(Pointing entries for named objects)
:::
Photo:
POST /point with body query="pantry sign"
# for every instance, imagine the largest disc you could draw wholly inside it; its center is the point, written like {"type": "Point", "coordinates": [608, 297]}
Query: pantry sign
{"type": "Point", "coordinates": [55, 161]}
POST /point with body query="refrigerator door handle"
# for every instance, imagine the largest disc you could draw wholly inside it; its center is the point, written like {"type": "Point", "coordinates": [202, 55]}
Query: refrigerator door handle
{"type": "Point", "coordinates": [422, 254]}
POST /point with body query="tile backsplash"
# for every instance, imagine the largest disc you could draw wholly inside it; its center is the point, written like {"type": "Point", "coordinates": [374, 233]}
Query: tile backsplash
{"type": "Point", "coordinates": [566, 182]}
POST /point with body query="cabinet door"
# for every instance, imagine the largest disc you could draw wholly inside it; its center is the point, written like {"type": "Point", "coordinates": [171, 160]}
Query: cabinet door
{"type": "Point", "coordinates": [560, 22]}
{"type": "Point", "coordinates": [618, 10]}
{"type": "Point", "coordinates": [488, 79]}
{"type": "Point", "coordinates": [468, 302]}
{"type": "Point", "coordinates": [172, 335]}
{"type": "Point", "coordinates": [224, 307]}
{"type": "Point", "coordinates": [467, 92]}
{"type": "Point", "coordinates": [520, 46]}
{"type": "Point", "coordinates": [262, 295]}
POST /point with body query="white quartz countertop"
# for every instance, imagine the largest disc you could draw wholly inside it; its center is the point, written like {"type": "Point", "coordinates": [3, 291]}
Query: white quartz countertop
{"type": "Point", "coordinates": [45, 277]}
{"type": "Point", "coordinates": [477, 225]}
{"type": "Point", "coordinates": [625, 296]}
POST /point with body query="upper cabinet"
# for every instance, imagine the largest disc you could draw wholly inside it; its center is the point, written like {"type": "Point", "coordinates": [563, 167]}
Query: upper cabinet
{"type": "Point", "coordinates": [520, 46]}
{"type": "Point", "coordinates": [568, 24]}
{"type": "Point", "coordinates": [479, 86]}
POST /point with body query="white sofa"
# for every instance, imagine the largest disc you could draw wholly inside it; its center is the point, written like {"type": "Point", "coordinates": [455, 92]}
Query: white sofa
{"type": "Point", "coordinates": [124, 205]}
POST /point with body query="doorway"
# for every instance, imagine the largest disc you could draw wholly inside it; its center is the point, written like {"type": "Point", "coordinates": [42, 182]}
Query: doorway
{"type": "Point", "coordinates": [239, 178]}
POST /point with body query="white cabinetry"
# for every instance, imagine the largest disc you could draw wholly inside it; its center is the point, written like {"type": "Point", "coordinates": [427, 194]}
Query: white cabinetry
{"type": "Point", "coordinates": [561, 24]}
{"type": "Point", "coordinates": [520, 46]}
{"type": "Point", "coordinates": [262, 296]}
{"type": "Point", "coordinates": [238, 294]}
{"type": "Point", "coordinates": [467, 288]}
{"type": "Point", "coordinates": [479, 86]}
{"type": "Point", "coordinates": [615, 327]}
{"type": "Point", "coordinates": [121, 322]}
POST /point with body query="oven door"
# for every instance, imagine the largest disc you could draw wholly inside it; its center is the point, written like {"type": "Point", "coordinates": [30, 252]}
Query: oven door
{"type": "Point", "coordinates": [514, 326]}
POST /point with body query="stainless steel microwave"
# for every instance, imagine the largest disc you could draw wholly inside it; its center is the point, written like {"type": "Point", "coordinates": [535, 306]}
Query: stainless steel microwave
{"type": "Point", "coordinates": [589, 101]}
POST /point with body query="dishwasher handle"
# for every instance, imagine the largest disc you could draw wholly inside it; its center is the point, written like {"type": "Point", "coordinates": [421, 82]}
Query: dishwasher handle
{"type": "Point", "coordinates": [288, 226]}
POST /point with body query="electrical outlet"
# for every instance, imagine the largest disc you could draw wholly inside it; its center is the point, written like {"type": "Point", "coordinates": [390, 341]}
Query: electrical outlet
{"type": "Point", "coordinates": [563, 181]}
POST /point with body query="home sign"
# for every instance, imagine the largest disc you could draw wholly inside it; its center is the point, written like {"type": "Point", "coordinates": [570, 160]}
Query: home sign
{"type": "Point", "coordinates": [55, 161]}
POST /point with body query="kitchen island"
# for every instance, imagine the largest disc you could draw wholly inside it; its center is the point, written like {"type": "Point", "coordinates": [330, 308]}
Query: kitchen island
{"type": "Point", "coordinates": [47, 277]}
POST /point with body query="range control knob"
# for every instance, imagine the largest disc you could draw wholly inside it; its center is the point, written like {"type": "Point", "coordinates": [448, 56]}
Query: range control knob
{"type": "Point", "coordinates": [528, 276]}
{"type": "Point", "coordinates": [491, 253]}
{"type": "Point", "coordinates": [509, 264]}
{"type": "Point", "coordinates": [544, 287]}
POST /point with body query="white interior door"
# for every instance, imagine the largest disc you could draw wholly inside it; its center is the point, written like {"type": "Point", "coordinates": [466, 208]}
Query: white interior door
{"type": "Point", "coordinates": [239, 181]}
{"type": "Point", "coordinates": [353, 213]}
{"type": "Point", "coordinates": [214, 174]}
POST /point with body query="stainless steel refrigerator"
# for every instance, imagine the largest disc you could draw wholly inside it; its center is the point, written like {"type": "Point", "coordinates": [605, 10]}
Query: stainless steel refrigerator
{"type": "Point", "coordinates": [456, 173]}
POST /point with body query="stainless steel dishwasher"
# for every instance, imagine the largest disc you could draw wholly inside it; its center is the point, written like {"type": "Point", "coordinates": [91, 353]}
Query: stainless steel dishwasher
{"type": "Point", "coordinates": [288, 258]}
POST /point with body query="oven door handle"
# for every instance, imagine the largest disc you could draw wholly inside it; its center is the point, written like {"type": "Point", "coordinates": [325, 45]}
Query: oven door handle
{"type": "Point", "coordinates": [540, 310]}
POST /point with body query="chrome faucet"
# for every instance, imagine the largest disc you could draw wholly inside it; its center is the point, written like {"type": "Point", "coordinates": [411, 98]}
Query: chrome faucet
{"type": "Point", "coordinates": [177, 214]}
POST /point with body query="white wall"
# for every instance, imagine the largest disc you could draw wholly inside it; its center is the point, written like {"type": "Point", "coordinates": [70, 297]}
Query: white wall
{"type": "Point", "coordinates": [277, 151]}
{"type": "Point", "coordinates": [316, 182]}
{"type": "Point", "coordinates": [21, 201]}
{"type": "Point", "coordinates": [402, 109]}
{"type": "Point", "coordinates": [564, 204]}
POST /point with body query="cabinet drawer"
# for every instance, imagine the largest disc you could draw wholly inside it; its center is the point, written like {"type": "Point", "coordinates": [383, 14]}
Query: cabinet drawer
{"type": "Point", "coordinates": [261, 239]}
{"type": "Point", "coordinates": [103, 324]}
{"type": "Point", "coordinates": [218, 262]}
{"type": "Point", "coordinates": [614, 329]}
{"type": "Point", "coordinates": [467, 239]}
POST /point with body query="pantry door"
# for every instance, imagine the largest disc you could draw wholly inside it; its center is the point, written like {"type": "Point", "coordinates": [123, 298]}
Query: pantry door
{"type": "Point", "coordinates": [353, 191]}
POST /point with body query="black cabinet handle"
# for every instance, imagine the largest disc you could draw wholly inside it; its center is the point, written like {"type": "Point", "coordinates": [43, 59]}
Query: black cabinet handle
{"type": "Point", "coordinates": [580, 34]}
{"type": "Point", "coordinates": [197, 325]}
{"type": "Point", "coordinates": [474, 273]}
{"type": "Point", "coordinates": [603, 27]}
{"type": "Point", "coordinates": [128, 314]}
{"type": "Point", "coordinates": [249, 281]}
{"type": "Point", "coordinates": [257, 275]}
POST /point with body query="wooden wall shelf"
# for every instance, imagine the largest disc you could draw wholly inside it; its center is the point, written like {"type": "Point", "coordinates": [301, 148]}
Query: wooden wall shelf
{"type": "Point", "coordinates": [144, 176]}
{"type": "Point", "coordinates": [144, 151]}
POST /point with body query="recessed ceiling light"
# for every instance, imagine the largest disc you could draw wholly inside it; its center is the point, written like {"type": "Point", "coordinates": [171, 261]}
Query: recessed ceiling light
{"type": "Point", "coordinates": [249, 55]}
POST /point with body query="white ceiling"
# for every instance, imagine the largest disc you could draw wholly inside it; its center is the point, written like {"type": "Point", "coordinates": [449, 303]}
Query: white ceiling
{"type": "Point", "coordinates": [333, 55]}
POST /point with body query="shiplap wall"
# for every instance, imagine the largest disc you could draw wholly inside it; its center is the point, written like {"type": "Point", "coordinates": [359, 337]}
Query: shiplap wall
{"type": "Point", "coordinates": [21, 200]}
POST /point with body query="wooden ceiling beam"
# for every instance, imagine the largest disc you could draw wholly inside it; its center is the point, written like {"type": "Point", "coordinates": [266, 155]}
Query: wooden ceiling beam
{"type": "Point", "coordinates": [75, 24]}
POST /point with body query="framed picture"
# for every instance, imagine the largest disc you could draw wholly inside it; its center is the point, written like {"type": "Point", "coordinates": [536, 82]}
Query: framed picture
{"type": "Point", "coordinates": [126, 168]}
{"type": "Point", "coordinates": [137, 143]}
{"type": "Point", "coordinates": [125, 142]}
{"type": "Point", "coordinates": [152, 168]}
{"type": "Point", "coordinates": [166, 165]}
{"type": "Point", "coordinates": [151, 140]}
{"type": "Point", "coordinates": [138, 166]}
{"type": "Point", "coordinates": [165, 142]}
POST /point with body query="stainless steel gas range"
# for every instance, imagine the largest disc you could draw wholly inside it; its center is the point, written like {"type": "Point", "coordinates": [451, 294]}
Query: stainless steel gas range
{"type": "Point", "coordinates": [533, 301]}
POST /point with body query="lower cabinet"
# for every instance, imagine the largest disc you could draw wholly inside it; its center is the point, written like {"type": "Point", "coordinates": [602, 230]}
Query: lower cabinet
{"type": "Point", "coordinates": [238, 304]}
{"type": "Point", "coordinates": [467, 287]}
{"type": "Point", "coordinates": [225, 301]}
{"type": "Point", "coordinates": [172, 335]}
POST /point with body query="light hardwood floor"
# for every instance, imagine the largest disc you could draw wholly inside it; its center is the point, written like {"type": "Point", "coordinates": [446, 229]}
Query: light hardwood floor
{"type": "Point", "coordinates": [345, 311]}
:::
# What is being asked:
Pick out each line in the items above that contains the string "framed". Case must match.

# Response for this exercise:
POST /point with body query="framed picture"
Query: framed picture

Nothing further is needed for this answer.